(The records):
◆ ◆ ◆

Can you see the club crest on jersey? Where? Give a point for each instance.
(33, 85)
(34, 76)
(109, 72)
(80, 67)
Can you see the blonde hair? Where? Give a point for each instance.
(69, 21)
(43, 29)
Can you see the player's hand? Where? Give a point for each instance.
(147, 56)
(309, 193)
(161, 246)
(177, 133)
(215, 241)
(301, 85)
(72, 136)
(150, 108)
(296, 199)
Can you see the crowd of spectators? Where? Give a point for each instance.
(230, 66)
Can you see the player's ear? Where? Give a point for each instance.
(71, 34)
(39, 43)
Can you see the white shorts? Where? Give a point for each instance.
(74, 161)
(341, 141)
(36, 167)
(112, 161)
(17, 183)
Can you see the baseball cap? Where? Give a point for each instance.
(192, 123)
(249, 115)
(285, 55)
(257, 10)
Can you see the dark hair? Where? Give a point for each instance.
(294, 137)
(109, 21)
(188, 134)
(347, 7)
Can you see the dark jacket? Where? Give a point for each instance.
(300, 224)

◆ ◆ ◆

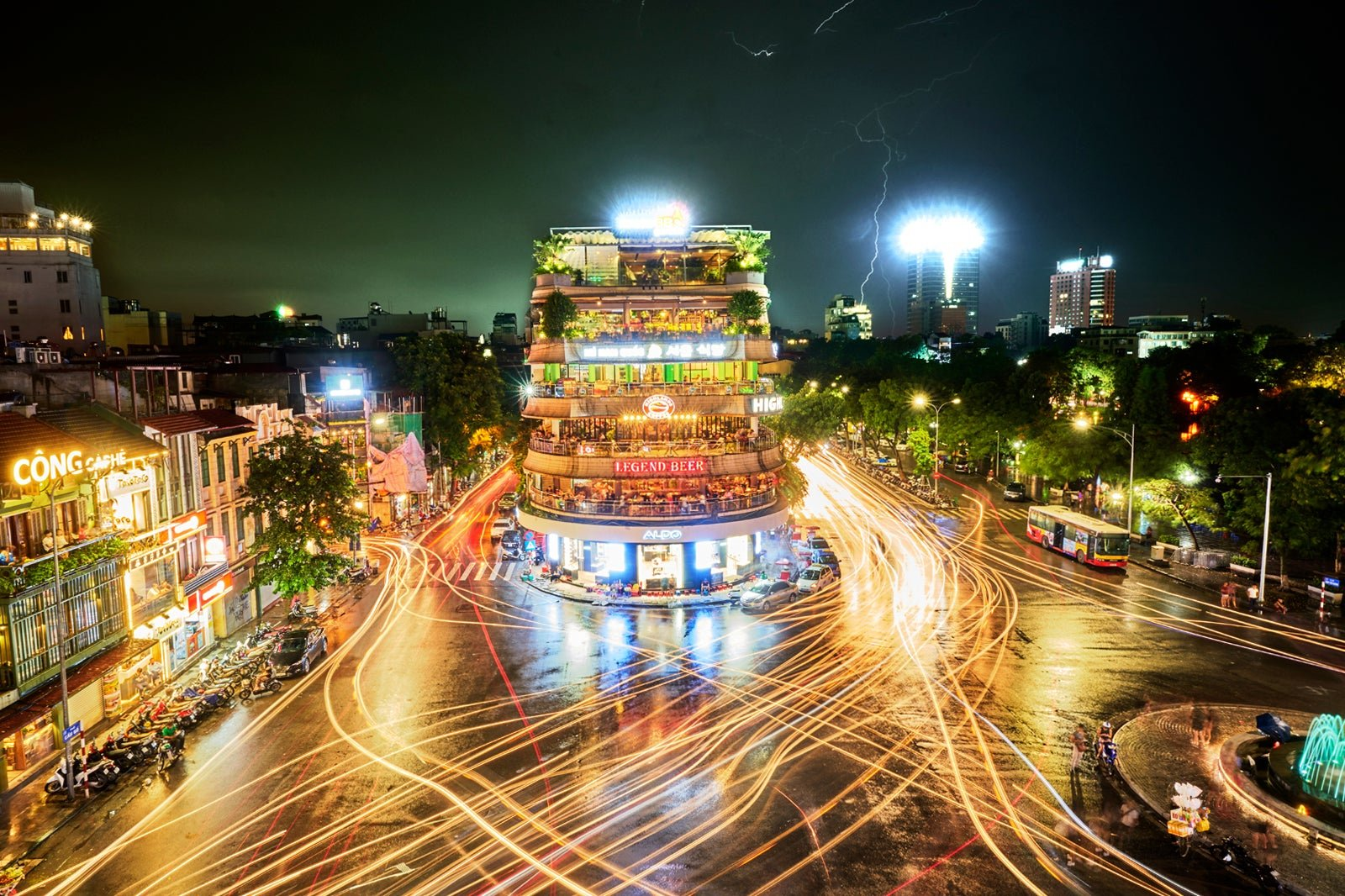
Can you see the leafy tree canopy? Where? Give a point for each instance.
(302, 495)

◆ ◆ ◆

(Instruction): Extract each line of the data above that contains the string "hair". Treat uppercase and lowercase letters as different.

(Response to the task):
Can you see the blonde hair? Where? Give a point for each instance.
Can you see the dark hair? Where? Give a point for each instance.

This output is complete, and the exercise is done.